***** Passage shown *****

The program was written by [Oskar](#) and I repurposed the RISC-V testbench to run and validate the code.

## Mistakes I Made

When developing the top level module for the formative Lab, which directly lent itself to this coursework, I assumed that everyone was done with their commits, so I failed to pull the remote repo prior to starting the work. This came up the next day when I debugged the processor using the testbench and it did not display the behaviour as expected. I took this onboard for the actual coursework.

When developing the testbench to demonstrate that it was working as intended, I realised that I needed to write device agnostic code, a technique I have learnt whilst machine learning. The issue I was coming up against was that the testbench for the overall processor was trying to use the Vbuddy in the GitHub action as well, which was causing an error, so I need to add some conditions to let the testbench know to avoid the Vbuddy relevant code when it was not connected. See commit [e7ef215](#) for full details.

## Key Design Decisions

As I was working on the testbench, a lot of the key design decisions lied with myself. As this was the case, I took the decision that we should construct several mid-level modules that grouped together relevant modules in order to allow for us to replace major components simply, rather than having to unpick all the connections to replace basic modules such as a MUX. It also allowed use to narrow our search area when correcting bugs with the overall processor.

As requested in the Project Statement, I also decided a coding style for us to use in our modules, which is listed in the [project\\_overview.md](#) file. See the [commit](#).

I also decided to suffix files with "\_deprecated" and then proceeded to move these files into a folder, in case their contents may be required later on.

I had to decide which modules made sense to be grouped together, along with their relevant designers, and this also worked in reverse, for example, choosing to break up the regfile from the alu as they were together in the formative lab. See the following commits:

[Choosing to group PC with relevant mux and reg.](#)

***** Record list *****

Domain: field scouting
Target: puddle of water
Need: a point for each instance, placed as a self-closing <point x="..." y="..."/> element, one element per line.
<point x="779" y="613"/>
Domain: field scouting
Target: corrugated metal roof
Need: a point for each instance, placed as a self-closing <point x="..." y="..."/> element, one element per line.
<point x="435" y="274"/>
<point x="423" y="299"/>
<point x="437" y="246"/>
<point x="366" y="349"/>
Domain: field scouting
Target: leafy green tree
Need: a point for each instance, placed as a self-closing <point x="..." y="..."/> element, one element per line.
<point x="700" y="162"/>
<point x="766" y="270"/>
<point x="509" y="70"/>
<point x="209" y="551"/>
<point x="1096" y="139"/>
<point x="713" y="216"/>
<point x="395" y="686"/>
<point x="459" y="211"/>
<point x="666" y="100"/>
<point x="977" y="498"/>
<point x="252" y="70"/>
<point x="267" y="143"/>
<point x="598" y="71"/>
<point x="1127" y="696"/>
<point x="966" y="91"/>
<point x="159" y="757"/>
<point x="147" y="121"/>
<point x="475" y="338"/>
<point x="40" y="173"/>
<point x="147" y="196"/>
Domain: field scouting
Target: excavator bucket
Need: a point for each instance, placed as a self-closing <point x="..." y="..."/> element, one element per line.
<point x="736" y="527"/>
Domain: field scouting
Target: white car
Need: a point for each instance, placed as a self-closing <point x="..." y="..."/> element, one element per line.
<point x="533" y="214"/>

*****

▶ Set tasks
(a) Translate this sentence from the coursework write-up into Spanish: "This came up the next day when I debugged the processor using the testbench and it did not display the behaviour as expected."
(b) Transcribe the coursework write-up between "## Mistakes I" and "the actual coursework.", inclusive.

▶ Results of the tasks
(a) Esto salió a la luz al día siguiente, cuando depuré el procesador con el banco de pruebas y no mostró el comportamiento esperado.

(b)
## Mistakes I Made

When developing the top level module for the formative Lab, which directly lent itself to this coursework, I assumed that everyone was done with their commits, so I failed to pull the remote repo prior to starting the work. This came up the next day when I debugged the processor using the testbench and it did not display the behaviour as expected. I took this onboard for the actual coursework.